### PROBLEM STATEMENT
Give the data below again exactly as it stands. Omit the pictures.
============================================================
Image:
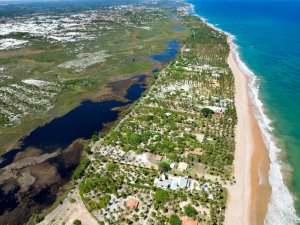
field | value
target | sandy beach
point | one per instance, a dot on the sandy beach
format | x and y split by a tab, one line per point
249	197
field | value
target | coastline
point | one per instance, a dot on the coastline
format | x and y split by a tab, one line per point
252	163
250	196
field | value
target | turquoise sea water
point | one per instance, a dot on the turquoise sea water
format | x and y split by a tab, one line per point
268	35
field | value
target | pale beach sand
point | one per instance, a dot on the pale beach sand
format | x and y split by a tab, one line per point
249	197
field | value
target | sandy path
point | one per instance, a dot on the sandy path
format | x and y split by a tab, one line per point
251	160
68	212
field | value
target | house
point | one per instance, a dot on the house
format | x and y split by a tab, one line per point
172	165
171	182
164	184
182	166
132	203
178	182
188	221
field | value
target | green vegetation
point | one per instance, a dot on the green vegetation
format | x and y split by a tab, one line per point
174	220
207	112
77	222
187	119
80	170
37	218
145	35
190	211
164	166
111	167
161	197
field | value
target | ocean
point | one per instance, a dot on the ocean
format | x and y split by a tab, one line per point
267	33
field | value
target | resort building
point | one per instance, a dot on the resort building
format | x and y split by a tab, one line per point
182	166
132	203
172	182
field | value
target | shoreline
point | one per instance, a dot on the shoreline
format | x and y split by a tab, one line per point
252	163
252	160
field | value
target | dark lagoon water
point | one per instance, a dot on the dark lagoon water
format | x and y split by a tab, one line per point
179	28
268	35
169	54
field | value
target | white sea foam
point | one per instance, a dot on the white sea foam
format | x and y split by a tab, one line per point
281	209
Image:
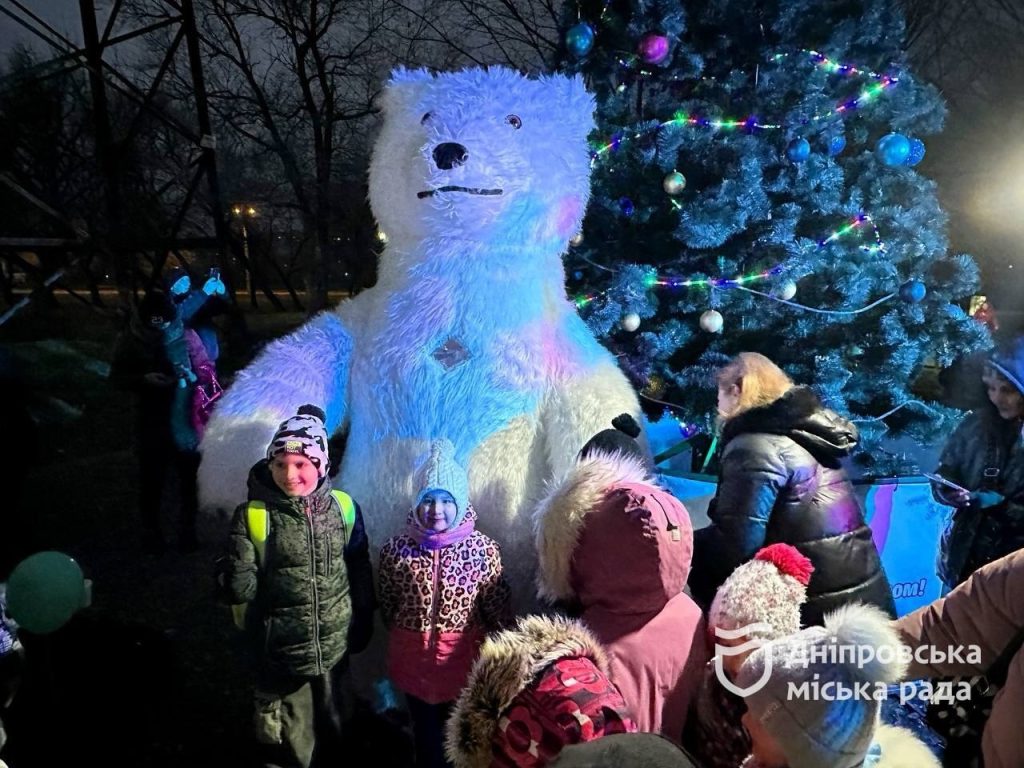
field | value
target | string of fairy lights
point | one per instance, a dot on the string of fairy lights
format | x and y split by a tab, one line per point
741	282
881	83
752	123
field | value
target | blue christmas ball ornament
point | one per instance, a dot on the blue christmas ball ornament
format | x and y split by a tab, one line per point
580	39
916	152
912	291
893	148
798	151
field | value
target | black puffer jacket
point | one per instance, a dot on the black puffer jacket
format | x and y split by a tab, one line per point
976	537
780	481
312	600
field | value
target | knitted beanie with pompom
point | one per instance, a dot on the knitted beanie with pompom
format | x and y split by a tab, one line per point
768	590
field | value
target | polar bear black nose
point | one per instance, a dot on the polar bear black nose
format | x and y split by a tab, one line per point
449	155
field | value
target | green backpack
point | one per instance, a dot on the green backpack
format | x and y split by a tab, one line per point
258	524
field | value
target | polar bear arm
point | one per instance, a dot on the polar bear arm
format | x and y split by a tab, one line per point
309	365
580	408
============================================================
### RESULT BELOW
Image:
field | value
target | sandy beach
point | one per instance, a dot on the sandy beach
format | x and y split by a tab, one line per point
249	197
field | value
target | coastline
point | one per instance, a dot on the coastline
format | x and y split by a tab, one line per point
252	163
250	196
field | value
target | turquoise sea water
point | one per instance, a dot on the turquoise sea water
format | x and y split by a tab, one line per point
268	35
field | value
target | pale beach sand
point | one per instance, a dot on the pale beach sand
format | x and y split by a tab, one line per point
249	197
field | value
target | sandy path
point | one per instance, a dot on the sandy path
format | x and y split by a tab, one line per point
251	160
68	212
field | value
target | house
point | one per instance, a dot on the house
format | x and y split by a tab, one line per point
172	165
171	182
164	184
182	166
132	203
178	182
188	221
field | value
target | green vegetation
point | one per instance, a dot on the green vegetation
format | x and y split by a tab, one line per point
174	220
207	112
77	222
187	119
80	170
37	218
145	35
190	211
164	166
111	167
161	197
field | value
target | ocean
point | one per instance, a dot on the ocean
format | x and y split by a tab, one line per point
267	33
field | value
target | resort building
point | one per instance, a dot on the resort building
format | x and y split by a tab, one line per point
182	166
132	203
172	182
field | value
target | shoreline
point | one per instance, a dot on the shoreline
format | x and y split by a tab, one line per point
252	163
252	160
field | value
target | dark lagoon water
point | one per instance, a dot on the dark lagoon water
format | x and y split by a tab, one line per point
179	28
268	35
169	54
field | value
target | white sea foam
point | one per instance, a dot on the white sea foam
format | x and y split by a tab, one line per point
281	209
Image:
field | value
target | string of fairy lights
point | one per instance, a dot on the string of fairy lights
format | x and y split by a tab, one line per point
741	282
881	83
752	123
field | value
target | blue christmas ball ornament
point | one per instance, a dot on the blue christmas ball ornament
format | x and y split by a tab, one line per point
580	39
916	152
912	291
893	148
798	151
field | value
target | black puffer jacket
point | one per instance, a dot on the black puffer jacket
format | x and y split by a tab, one line per point
976	537
780	481
312	600
field | value
target | knitted beanie with pompom
point | one per instance, a dot on the knitted beanie with pompom
format | x and y split by a tab, one line per point
768	590
field | value
target | polar bear black nose
point | one per instance, a dot on the polar bear black nose
format | x and y split by a tab, one line per point
449	155
field | value
target | green backpack
point | one per instance, a dot on the green backpack
format | x and y split by a tab, one line per point
258	524
field | value
target | polar bear arm
point | one per instance, a dot on the polar bear arm
format | x and y split by a tab, one line per point
309	365
580	408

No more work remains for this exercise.